● **PAGE TEXT**:
· · ·
José Landaverde, 49, an Anglican priest from Quincy, IL, and 27 other activists walked for 37 days to attend the rally and other Trump protests in Cleveland. He came “to send a message to Donald Trump that we will no longer tolerate his message of discrimination and racism, and also his position against our immigrant communities.”
“I’m angry. I’m pissed,” said Sheridan Aguirre, 22, the communications coordinator for United We Dream, an immigrant activist organization that joined the rally’s organizers, the “LatinX” group Mijente, in protesting at the RNC. “Hearing all this foul language, all this hate, every day. Every time that I log on to Facebook or Twitter, I’m seeing people who are getting killed, who are getting murdered, who are being deported, and all of it’s being agitated by this hateful language, by all these ideas of white supremacy, all these ideas that encourage people to go out and marginalize people like me.”
· · ·
● **PROBLEMS**:
**1.** List every person named in the passage about the Cleveland protest against Trump.
**2.** Pick up the passage about the immigrant activists protesting Trump in Cleveland and write what comes next after its final sentence.

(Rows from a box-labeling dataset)
· · ·
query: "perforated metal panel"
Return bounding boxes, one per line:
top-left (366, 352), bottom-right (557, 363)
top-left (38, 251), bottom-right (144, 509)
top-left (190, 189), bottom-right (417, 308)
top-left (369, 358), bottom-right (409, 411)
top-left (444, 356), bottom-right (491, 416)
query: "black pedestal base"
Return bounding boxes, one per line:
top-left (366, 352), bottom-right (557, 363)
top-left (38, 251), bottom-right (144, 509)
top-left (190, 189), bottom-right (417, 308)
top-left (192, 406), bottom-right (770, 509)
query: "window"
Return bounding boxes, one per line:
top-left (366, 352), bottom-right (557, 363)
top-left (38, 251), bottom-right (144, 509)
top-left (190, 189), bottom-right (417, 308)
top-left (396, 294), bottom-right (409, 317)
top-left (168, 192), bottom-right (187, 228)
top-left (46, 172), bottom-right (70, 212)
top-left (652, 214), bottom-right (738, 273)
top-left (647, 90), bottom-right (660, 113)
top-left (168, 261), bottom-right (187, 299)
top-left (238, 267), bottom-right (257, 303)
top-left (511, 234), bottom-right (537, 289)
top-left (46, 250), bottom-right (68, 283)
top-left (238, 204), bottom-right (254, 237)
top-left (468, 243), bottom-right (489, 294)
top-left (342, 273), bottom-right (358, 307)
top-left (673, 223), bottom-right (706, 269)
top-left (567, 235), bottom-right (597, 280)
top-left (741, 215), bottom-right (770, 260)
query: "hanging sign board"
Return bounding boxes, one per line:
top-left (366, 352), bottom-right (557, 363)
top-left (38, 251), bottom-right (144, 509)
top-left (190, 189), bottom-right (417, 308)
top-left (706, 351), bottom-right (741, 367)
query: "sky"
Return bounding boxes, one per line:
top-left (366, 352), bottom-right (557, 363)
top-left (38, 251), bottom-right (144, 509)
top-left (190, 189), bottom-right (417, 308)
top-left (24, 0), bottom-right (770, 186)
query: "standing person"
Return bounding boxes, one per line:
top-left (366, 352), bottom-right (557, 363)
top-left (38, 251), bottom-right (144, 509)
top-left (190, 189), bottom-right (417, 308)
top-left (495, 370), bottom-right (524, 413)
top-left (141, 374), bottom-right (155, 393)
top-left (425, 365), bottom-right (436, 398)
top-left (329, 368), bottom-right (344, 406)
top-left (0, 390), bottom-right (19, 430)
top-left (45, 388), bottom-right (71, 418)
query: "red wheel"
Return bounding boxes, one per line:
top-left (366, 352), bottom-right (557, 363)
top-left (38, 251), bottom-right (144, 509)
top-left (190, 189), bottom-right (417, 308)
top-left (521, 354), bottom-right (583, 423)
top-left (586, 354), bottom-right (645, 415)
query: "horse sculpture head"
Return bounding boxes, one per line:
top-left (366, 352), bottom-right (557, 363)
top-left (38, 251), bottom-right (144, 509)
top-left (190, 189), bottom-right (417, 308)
· · ·
● **ANSWERS FOR THE TASKS**:
**1.** José Landaverde, Donald Trump, Sheridan Aguirre

**2.**
Aguirre is himself an undocumented immigrant — he was brought to Texas by his mother when he was just a year old and has lived there ever since. He has five younger siblings, who, by virtue of being born in America, are American citizens, and therefore only worried about their parents and their brother being deported, not themselves.
Aguirre is not ashamed of his immigrant status. He works as an activist, and says that his fear of personal repercussions is “long gone. When people are aware that they have power and that we’re here to stay, that does a lot to change our perspective on our role here.”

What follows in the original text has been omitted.